- **DOCUMENT SECTION**
################

# I refinished my stall fronts! (Picture Project)



## BigGirlsRideWarmbloods (Mar 28, 2010)

I forgot! Here's the link to the Flickr Set Slideshow to see more pictures at a high resolution:
Refinishing Stall Fronts


----------



## Cacowgirl (Feb 19, 2011)

Really looks nice! Great job.


----------



## Koolio (Apr 7, 2010)

They look great!


----------



## Farmchic (Mar 2, 2013)

Good job! I'm also working on finishing my stalls and doors. I chose to paint my cross bucks a dark brown. I love how it looks finished but boy is it work!


----------



## Roadyy (Feb 9, 2013)

A suggestion on painting the bars would be to stop a local hardware store and pick up some self etching primer then head for the local auto parts house like Advanced or O'Reily's and pick up a few cans of spray on bedliner paint.

################

- **WORK TO BE COMPLETED**
Rewrite the stretch of the stall-front thread from "I forgot! Here's" through "(Feb 19, 2011)", changing "Slideshow" to "Album".

[Extracted records]
################

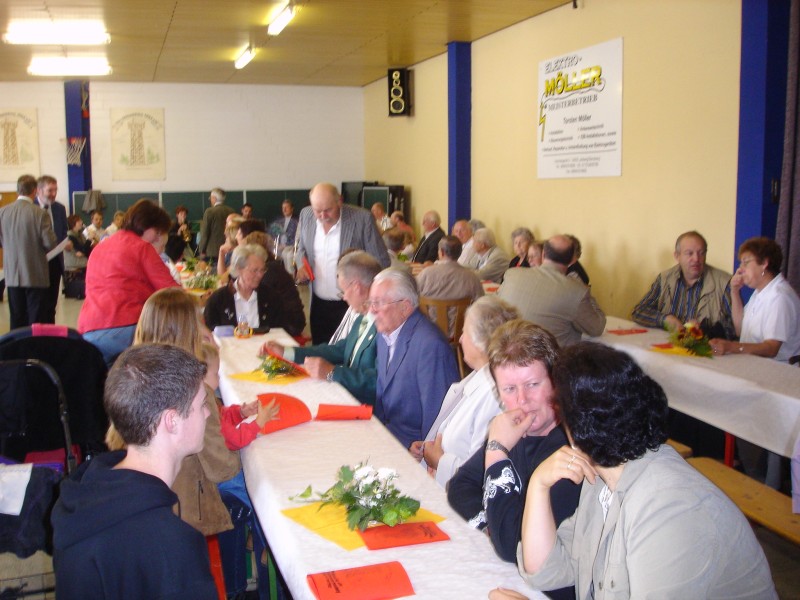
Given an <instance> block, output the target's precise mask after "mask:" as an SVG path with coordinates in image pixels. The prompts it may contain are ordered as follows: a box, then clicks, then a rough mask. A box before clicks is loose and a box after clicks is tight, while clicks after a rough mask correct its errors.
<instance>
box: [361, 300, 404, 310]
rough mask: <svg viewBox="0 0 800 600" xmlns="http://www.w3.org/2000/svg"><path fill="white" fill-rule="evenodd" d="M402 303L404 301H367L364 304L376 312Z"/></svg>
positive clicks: (374, 300)
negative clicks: (388, 306) (376, 310)
mask: <svg viewBox="0 0 800 600" xmlns="http://www.w3.org/2000/svg"><path fill="white" fill-rule="evenodd" d="M402 301H403V300H367V301H366V302H365V303H364V306H366V307H367V308H371V309H374V310H381V309H382V308H386V307H387V306H389V305H390V304H397V303H398V302H402Z"/></svg>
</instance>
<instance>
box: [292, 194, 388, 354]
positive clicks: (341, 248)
mask: <svg viewBox="0 0 800 600" xmlns="http://www.w3.org/2000/svg"><path fill="white" fill-rule="evenodd" d="M309 197H310V200H311V206H307V207H305V208H304V209H303V210H302V211H300V223H299V225H298V229H297V235H298V236H299V240H298V244H297V256H296V258H295V262H296V264H297V275H296V277H295V279H296V280H297V282H298V283H305V282H309V281H311V282H312V284H311V286H312V287H311V292H312V293H311V310H310V321H311V338H312V340H313V342H314V344H323V343H326V342H327V341H328V340H329V339H330V338H331V336H332V335H333V333H334V331H335V330H336V327H337V326H338V325H339V322H340V321H341V320H342V317H344V313H345V312H347V303H346V302H344V301H343V300H341V299H340V296H339V289H338V288H337V286H336V265H337V263H338V261H339V257H340V256H341V254H342V252H344V251H345V250H349V249H350V248H355V249H358V250H364V251H365V252H368V253H369V254H371V255H372V256H374V257H375V259H376V260H377V261H378V262H379V263H380V264H381V266H382V267H384V268H385V267H388V266H389V262H390V261H389V254H388V252H387V251H386V246H385V245H384V243H383V240H382V239H381V235H380V233H379V232H378V227H377V226H376V225H375V221H374V220H373V218H372V214H371V213H370V212H369V211H367V210H365V209H363V208H358V207H355V206H351V205H349V204H343V203H342V197H341V195H340V194H339V190H338V189H337V188H336V186H334V185H333V184H330V183H318V184H317V185H315V186H314V187H313V188H312V190H311V193H310V194H309Z"/></svg>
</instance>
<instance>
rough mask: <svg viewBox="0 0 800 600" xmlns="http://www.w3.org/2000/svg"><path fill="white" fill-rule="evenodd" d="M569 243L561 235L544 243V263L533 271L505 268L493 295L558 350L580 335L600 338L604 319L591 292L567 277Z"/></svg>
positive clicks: (599, 309)
mask: <svg viewBox="0 0 800 600" xmlns="http://www.w3.org/2000/svg"><path fill="white" fill-rule="evenodd" d="M573 252H574V247H573V245H572V241H571V240H570V239H569V238H568V237H566V236H563V235H556V236H553V237H551V238H550V239H549V240H547V241H546V242H545V243H544V260H543V261H542V266H541V267H538V268H536V269H509V270H508V271H506V277H505V279H504V280H503V285H501V286H500V289H499V290H498V292H497V294H498V296H500V298H502V299H503V300H505V301H506V302H509V303H511V304H513V305H514V306H516V307H517V309H518V310H519V312H520V315H521V316H522V318H523V319H527V320H528V321H532V322H533V323H536V324H537V325H539V326H540V327H544V328H545V329H547V330H548V331H549V332H550V333H552V334H553V335H554V336H555V338H556V339H557V340H558V343H559V345H560V346H561V347H565V346H570V345H572V344H575V343H577V342H579V341H581V334H583V333H586V334H588V335H591V336H596V335H600V334H601V333H603V329H605V326H606V316H605V314H604V313H603V311H602V310H600V307H599V306H597V302H596V301H595V299H594V298H593V297H592V293H591V289H590V288H589V287H587V286H585V285H583V283H581V282H580V281H578V280H576V279H572V278H570V277H567V267H568V266H569V263H570V262H571V261H572V255H573Z"/></svg>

################

- **OUTPUT FOR THIS EXERCISE**
I forgot! Here's the link to the Flickr Set Album to see more pictures at a high resolution:
Refinishing Stall Fronts


----------



## Cacowgirl (Feb 19, 2011)